* **Work to be completed**:
All lines holding the string "building" should be copied from the data below.

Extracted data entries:
########
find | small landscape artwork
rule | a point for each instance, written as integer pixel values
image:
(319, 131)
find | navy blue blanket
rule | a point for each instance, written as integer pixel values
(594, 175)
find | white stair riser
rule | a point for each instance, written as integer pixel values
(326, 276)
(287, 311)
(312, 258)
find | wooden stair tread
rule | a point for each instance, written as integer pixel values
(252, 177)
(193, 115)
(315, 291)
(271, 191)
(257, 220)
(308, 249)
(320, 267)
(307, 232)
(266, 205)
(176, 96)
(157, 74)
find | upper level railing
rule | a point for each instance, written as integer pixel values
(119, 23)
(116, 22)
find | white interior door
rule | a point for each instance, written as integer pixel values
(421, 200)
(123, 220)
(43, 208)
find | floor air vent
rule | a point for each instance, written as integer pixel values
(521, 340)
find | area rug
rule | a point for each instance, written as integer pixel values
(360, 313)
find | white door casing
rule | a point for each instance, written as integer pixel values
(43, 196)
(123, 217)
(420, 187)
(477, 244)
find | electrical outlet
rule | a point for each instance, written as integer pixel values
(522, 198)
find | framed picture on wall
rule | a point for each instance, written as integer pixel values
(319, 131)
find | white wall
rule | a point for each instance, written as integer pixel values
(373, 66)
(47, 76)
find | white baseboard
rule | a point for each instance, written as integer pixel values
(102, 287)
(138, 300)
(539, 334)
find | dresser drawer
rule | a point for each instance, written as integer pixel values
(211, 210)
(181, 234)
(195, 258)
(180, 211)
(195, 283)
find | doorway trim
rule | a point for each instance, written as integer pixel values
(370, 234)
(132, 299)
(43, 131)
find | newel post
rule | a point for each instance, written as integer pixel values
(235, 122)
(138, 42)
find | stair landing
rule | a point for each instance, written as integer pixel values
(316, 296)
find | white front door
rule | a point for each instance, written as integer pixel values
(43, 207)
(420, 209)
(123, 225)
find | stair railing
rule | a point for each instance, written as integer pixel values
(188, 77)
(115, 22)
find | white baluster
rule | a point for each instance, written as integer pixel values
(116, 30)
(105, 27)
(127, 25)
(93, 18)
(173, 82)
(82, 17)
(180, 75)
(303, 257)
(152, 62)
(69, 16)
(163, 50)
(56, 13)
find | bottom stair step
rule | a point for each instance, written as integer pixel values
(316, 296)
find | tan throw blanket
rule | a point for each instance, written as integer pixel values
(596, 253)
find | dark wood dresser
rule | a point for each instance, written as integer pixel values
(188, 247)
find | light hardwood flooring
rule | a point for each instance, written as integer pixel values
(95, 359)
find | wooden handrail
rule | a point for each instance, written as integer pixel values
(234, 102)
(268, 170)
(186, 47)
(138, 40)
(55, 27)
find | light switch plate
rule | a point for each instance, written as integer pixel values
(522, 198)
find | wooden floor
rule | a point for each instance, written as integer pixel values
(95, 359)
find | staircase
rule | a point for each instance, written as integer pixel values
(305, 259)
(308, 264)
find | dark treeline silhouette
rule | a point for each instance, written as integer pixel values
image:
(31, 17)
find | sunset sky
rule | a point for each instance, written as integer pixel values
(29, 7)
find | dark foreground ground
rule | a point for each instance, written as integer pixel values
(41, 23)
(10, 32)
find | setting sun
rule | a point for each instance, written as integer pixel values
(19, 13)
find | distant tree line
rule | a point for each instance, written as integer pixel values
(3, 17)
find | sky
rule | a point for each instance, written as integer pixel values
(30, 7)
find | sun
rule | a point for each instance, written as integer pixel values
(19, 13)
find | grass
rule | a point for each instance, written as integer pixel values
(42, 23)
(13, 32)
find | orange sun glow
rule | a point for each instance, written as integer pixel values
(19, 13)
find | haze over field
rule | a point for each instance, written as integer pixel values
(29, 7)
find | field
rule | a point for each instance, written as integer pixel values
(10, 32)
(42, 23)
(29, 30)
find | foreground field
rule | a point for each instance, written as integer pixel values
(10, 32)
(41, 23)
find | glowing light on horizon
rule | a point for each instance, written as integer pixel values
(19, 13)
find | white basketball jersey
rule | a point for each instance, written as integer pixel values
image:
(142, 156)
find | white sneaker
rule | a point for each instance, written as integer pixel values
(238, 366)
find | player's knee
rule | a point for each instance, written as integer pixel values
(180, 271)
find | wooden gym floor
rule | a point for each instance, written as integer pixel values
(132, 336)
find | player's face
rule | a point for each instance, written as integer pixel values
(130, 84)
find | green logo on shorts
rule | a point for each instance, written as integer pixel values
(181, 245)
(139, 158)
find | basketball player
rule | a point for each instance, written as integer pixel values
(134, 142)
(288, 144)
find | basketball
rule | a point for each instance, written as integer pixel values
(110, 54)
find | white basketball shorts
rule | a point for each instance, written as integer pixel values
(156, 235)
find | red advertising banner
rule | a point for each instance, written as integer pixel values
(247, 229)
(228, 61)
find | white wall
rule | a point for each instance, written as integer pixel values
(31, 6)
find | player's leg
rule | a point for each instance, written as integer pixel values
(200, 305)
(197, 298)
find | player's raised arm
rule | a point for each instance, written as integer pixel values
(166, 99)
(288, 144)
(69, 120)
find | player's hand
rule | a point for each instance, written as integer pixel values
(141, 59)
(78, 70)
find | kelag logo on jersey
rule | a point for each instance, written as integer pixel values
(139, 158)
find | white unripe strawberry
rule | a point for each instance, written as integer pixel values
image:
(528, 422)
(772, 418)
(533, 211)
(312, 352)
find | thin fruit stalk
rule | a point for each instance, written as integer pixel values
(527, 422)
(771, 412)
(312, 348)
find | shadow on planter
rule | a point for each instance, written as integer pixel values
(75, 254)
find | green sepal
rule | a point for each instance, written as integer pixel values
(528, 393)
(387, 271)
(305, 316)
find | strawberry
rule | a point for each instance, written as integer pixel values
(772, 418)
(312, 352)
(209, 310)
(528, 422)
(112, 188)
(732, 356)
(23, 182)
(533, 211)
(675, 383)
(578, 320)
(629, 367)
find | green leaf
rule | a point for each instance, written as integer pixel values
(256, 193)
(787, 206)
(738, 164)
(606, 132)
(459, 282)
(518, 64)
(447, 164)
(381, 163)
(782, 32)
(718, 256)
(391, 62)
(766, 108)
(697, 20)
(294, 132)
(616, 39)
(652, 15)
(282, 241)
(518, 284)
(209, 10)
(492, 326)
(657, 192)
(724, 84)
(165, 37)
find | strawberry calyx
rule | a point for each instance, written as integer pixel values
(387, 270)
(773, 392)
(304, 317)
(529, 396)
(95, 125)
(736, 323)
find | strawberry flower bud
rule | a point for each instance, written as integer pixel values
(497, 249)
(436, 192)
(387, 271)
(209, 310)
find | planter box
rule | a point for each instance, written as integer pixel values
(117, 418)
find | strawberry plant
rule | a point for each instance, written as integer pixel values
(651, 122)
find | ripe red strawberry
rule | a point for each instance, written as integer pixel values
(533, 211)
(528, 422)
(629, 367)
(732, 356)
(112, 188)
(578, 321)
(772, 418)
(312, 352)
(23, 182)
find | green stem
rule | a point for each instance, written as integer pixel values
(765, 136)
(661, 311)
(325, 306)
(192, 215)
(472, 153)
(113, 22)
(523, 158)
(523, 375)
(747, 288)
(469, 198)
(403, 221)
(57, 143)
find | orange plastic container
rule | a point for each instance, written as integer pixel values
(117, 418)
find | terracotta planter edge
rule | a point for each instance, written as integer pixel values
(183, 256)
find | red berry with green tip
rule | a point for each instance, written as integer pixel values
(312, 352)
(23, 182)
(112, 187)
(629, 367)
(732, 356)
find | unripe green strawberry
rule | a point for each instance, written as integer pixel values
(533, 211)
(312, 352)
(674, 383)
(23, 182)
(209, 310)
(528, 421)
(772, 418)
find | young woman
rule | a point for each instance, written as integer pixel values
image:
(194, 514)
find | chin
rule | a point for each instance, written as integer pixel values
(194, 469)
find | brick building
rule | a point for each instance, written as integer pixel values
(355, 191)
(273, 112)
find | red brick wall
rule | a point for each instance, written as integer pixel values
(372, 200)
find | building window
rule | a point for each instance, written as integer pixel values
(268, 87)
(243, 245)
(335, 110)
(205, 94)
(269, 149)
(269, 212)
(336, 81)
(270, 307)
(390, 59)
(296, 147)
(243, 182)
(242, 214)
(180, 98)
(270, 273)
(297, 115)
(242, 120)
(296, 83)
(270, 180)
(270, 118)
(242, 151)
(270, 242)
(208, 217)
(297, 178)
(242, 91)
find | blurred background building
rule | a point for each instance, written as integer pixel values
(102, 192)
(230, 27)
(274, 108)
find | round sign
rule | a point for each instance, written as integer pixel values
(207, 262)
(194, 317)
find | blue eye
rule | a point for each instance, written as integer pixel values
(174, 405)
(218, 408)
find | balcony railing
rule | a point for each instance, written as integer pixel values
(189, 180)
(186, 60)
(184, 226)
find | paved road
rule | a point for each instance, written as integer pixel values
########
* **Answer below**:
find | brick building
find | building window
find | blurred background building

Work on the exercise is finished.